**TRECHO SELECIONADO:**
O que era também novo para mim e, surpreendentemente, para os adultos que eu via ao meu redor, era uma certa... esperança, eu diria. Veja, os anos 90 vieram logo começando com o fim da Guerra Fria, que tomou tantas décadas e gerações. Você pode até dizer que isso não tem nada a ver com você nem com o Brasil, mas só estaria sendo um tolo se o fizesse: a Ditadura Militar que tivemos, por exemplo, foi um grande efeito do que foi a Guerra Fria. 

Ela acabar, portanto, deve ter sido um grande alívio mundial, porque mesmo criança eu conseguia sentir isso. Podemos sentir na verdade até hoje: se você ouvir músicas da época, ver séries, etc, vai ver que existe mesmo essa ideia de que podemos superar as coisas (as drogas, a violência, a pobreza), porque o pior já havia passado. Os problemas existiam, mas se o mundo havia superado a pior coisa que era esse conflito de influência das potências, eles conseguiriam tudo. 

É claro, 2001 veio, as torres gêmeas caíram, e todo esse sonho veio a abaixo com quase tanta violência quanto as próprias torres. Mas em algum momento ali nos anos 90, eu creio que as pessoas acreditaram... em algo. Talvez na possibilidade de serem melhores. Talvez na possibilidade do mundo ser melhor.

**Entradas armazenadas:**
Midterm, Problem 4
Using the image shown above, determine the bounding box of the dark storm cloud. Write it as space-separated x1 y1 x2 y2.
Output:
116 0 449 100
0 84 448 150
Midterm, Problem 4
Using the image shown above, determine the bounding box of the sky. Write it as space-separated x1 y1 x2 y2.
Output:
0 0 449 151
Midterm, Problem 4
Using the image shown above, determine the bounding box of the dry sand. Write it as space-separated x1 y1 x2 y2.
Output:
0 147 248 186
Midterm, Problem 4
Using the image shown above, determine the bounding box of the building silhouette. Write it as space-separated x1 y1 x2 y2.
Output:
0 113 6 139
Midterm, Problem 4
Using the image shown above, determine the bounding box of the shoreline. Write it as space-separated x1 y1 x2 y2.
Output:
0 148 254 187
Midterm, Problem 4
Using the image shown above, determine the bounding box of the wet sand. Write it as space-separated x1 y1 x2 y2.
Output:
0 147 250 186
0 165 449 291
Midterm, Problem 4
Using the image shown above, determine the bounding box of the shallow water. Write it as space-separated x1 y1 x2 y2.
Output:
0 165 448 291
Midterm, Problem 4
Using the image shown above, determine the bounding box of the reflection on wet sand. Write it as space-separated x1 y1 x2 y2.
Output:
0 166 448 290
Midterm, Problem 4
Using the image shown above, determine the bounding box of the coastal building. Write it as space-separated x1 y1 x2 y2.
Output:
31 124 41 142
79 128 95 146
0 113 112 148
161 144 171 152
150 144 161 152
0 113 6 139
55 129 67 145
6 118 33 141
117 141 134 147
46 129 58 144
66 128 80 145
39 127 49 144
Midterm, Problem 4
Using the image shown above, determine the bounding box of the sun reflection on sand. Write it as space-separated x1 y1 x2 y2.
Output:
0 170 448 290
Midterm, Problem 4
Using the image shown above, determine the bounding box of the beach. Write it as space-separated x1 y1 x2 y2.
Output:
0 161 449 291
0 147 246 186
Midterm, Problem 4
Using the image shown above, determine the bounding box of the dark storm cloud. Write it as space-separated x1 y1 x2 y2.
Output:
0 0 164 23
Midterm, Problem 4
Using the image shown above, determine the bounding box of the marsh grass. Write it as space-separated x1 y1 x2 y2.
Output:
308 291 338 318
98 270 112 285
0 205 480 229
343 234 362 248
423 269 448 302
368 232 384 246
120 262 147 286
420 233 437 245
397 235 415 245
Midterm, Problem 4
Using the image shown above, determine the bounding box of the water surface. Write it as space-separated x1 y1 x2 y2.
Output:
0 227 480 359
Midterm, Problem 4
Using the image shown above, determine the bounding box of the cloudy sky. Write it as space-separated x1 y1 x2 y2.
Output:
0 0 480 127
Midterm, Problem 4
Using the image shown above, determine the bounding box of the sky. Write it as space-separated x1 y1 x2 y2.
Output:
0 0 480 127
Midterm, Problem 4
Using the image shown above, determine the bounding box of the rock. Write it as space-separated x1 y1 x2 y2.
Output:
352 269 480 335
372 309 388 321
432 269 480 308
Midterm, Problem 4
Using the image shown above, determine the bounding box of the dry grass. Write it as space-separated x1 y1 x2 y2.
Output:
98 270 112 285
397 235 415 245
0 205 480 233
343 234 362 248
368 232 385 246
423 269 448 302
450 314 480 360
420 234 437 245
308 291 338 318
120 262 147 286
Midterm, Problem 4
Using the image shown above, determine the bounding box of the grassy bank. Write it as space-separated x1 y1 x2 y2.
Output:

**O QUE SE PEDE:**
1. Responda, com base no trecho sobre os anos 90:
(a) Que acontecimento marcou o começo dos anos 90?
(b) Que fato da história brasileira é citado como efeito da Guerra Fria?
(c) Em que ano as torres gêmeas caíram?
2. Reproduza literalmente a passagem do trecho sobre os anos 90 que começa em "É claro, 2001" e termina em "mundo ser melhor.".
Os dados constituem material à parte, sem relação com o trecho sobre os anos 90.

**SOLUÇÕES PROPOSTAS:**
1.
(a) O fim da Guerra Fria.
(b) A Ditadura Militar.
(c) Em 2001.

2.
É claro, 2001 veio, as torres gêmeas caíram, e todo esse sonho veio a abaixo com quase tanta violência quanto as próprias torres. Mas em algum momento ali nos anos 90, eu creio que as pessoas acreditaram... em algo. Talvez na possibilidade de serem melhores. Talvez na possibilidade do mundo ser melhor.